Übersetze diesen Satz aus dem Gerichtsbeschluss ins Englische: „Die Durchsuchungen wurden am 05. Dezember 2000 vollzogen und hierbei verschiedene Beweismittel beschlagnahmt.“

TEXTAUSZUG>
------

Entscheidungsstichwort (Thema)
Steuerhinterziehung. Durchsuchungsanordnung des Amtsgerichts zur Sicherstellung von Beweismitteln. Rücknahme der Beschwerde zu Protokoll. Nochmalige Beschwerde drei Jahre nach rechtskräftigem Abschluss des Strafverfahrens. Unzulässiges Rechtsmittel nach langer Zeit untätigen Zuwartens. Rechtsmissbrauch
Leitsatz (redaktionell)
Eine nochmalige Beschwerde gegen eine Durchsuchungsanordnung des Amtsgerichts zur Sicherstellung von Beweismitteln wegen Verdachts der Steuerhinterziehung, die erst drei Jahre nach rechtskräftigem Abschluss des Strafverfahrens und nach Rücknahme der vorigen Beschwerde eingelegt wird, ist als unzulässig zu verwerfen.
Normenkette
StPO §§ 98, 304; Grundsatz von Treu und Glauben
Verfahrensgang
AG Stuttgart (Beschluss vom 14.11.2000; Aktenzeichen 27 Gs 15899/00) |
Tenor
werden die Beschwerden des Verurteilten gegen die Beschlüsse des Amtsgerichts Stuttgart vom 14. November 2000 – 27 Gs 15898/00 und 27 Gs 15899/00 – als jeweils unzulässig
Gründe
Der Verurteilte wendet sich mit seinem Beschwerdeschreiben vom 09. November 2005 gegen die beiden am 14. November 2000 ergangenen Beschlüsse des Amtsgerichts Stuttgart, durch die die Durchsuchung seiner Wohn-, Geschäftsräume und anderer Räume in Stuttgart sowie seines Arbeitsplatzes (27 Gs 15899/00) und die Durchsuchung der Wohnung seiner mittlerweile am 11. Mai 2002 verstorbenen Mutter (27 Gs 15898/00) zur Sicherstellung von Beweismitteln angeordnet worden war. Die Durchsuchungen wurden am 05. Dezember 2000 vollzogen und hierbei verschiedene Beweismittel beschlagnahmt. Der Verurteilte beantragt, diese Beschlüsse aufzuheben und die beschlagnahmten Gegenstände zurückzugeben.

------

BEREITGESTELLTES MATERIAL>
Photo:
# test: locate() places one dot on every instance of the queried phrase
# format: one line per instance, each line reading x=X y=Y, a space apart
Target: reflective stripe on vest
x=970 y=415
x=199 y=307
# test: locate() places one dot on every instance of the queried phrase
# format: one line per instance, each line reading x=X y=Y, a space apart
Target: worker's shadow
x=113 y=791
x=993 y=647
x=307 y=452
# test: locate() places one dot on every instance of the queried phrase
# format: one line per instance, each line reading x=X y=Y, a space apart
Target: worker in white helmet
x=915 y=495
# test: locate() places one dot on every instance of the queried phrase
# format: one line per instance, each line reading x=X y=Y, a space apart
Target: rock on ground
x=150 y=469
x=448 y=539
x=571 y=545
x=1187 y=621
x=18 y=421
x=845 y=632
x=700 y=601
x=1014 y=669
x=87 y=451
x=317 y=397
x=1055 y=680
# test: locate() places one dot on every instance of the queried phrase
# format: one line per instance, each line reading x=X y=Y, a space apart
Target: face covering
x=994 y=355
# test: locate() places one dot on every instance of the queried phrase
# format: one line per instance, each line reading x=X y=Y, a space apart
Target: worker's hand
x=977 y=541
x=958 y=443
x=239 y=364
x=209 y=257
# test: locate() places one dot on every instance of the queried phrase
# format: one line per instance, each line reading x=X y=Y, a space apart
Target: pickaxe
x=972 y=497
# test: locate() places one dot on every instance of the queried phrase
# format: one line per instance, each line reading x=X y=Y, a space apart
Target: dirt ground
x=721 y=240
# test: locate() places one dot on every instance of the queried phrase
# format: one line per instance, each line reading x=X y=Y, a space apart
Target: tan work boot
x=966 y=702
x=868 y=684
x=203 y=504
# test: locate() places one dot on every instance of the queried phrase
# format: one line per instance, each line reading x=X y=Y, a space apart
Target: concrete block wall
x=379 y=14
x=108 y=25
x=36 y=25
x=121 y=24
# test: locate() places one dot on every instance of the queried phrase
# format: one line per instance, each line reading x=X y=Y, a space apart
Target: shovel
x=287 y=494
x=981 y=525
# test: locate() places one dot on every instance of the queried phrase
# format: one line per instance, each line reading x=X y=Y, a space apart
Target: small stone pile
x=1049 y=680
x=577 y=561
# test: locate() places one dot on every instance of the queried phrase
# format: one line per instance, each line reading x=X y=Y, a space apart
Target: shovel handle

------

LÖSUNG> The searches were carried out on December 5, 2000, and various pieces of evidence were seized in the process.